%%

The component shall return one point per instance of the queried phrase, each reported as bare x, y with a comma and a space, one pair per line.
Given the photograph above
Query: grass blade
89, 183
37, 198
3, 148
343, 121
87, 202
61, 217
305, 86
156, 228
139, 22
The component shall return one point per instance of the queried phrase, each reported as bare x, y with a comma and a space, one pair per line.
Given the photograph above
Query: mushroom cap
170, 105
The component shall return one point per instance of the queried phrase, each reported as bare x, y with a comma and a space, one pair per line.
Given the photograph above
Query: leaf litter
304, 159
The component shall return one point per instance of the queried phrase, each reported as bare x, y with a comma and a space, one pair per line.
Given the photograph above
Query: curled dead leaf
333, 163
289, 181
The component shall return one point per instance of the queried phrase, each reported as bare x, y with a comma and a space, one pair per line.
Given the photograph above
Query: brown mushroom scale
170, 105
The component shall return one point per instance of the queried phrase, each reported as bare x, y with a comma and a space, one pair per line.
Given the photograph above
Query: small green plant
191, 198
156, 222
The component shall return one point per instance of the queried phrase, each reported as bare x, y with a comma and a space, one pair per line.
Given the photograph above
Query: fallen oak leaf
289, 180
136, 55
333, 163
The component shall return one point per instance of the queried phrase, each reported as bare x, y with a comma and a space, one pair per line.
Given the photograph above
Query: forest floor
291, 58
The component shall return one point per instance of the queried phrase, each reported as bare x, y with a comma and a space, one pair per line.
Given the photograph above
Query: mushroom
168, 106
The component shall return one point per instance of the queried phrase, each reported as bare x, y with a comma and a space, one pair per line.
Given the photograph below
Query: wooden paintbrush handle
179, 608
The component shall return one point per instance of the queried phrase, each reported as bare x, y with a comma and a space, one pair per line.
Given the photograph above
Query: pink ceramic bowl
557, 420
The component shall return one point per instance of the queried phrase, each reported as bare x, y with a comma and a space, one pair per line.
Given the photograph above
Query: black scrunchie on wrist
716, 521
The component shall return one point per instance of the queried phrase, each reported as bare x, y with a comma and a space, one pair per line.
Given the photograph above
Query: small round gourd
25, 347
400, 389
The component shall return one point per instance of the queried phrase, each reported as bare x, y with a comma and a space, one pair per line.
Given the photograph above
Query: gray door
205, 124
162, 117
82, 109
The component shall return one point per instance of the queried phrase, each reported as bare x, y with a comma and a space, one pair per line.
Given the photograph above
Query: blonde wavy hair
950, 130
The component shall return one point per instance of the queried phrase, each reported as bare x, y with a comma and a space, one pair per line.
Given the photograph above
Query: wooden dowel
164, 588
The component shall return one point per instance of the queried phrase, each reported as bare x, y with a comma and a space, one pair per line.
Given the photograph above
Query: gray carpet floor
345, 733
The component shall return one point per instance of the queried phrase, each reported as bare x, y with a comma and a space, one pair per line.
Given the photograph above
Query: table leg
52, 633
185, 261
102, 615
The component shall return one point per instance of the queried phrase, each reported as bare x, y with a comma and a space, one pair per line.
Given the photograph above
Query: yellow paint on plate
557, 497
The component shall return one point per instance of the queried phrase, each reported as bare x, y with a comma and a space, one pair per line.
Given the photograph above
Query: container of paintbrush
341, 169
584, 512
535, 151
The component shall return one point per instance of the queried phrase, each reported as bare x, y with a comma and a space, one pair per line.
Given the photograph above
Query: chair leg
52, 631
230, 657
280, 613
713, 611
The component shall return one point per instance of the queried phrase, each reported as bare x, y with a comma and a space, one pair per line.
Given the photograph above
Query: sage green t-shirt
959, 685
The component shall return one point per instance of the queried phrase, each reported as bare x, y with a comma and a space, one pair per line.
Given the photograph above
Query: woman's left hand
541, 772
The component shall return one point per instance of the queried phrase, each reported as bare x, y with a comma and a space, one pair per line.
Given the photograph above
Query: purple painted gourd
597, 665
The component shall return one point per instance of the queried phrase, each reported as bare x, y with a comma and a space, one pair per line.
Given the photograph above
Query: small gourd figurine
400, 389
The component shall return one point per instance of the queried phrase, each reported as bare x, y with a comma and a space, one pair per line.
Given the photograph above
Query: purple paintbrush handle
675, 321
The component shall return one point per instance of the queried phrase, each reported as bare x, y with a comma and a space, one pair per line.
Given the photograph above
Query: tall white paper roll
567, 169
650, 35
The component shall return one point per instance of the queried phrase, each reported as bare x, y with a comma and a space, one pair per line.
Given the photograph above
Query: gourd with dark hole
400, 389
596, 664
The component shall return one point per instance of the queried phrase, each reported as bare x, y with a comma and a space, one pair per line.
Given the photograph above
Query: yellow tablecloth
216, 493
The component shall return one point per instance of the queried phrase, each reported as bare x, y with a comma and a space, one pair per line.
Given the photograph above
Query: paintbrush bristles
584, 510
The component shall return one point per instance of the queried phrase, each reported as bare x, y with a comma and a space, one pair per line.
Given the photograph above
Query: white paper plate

%%

**GIVEN REQUEST**. How many lines in the items above contain the word "gourd"? Reply with the number alone.

**THE SOLUTION**. 4